Belgian nun, educator and poet (1883–1961)

Sister Maria-Jozefa (born Henriette Haeck; 30 September 1883 – 30 June 1961) was a Belgian nun, educator, and poet. She directed the Heilig Graf Instituut ('Holy Sepulchre Institute') in Turnhout and is credited with "Dutchifying" the institution.

== Biography ==
Sister Maria-Jozefa was born Henriette Haeck on 30 September 1883 in Turnhout, Belgium. She was the eldest daughter of Pieter Haeck and Helena Haeck. Her younger brother Herman Haeck (1888–1960) became a Jesuit priest and author.

Maria-Jozefa was educated at the Heilig Graf Instituut (Holy Sepulchre Institute) in Turnhout from 1901, taking her perpetual vows as a Roman Catholic nun on 25 August 1905. From 1906, she directed the institute.

As director, Maria-Jozefa "Dutchified" the school, translating the Flemish language textbooks into Dutch. She was supported by lay figures such as lawyer and politician Frans Van Cauwelaert. She also translated hymns and psalms into Dutch. She added a teacher training college and contributed articles on pedagogy to the Flemish Educational Journal.

Data records
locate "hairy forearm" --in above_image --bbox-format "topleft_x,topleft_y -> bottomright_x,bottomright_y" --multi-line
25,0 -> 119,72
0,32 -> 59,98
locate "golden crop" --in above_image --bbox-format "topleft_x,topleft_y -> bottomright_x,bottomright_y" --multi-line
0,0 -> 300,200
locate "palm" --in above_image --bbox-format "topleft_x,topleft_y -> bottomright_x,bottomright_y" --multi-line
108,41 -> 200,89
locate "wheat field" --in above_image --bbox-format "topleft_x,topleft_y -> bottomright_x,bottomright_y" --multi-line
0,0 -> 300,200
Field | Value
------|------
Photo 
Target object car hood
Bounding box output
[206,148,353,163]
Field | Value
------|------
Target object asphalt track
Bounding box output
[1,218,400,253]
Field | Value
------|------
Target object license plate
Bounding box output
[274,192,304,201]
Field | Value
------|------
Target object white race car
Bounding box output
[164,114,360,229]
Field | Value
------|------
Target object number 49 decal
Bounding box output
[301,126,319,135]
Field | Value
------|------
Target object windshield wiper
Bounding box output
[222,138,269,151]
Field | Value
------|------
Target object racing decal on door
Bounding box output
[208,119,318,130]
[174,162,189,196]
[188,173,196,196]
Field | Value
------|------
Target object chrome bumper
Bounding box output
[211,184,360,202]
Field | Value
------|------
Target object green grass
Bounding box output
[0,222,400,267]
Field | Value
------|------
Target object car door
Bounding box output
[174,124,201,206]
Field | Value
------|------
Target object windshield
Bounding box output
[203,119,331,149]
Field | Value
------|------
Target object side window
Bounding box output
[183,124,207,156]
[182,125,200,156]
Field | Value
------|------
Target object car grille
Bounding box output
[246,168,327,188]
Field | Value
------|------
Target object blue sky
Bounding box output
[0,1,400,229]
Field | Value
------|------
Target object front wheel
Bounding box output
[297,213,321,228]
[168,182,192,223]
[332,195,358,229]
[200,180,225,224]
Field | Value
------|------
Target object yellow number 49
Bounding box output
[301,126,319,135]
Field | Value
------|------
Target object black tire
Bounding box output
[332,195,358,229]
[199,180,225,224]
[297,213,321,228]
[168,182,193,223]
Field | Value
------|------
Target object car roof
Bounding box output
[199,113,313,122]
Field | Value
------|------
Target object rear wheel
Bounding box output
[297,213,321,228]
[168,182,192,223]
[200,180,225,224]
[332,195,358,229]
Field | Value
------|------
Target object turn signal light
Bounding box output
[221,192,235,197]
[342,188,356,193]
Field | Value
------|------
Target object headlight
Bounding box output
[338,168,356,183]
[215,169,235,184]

» **Work to be completed**
Carry on the biography of Sister Maria-Jozefa, starting after its last sentence.

» **Exercise output**
In 1927, Sister Maria-Jozefa was appointed prioress of the newly founded priory near Nijmegen, Gelderland, Netherlands and left Flanders. She served here until retiring from education in 1957.

Sister Maria-Jozefa also wrote religious poetry and contributed works to the Flemish literary magazine Dietsche Warande (DW B) and Belfort.

Sister Maria-Jozefa died on 30 June 1961 in Maarssen, Utrecht, Netherlands.

In 2021, Sister Maria-Jozefa was included in a heritage walk in Turnhout.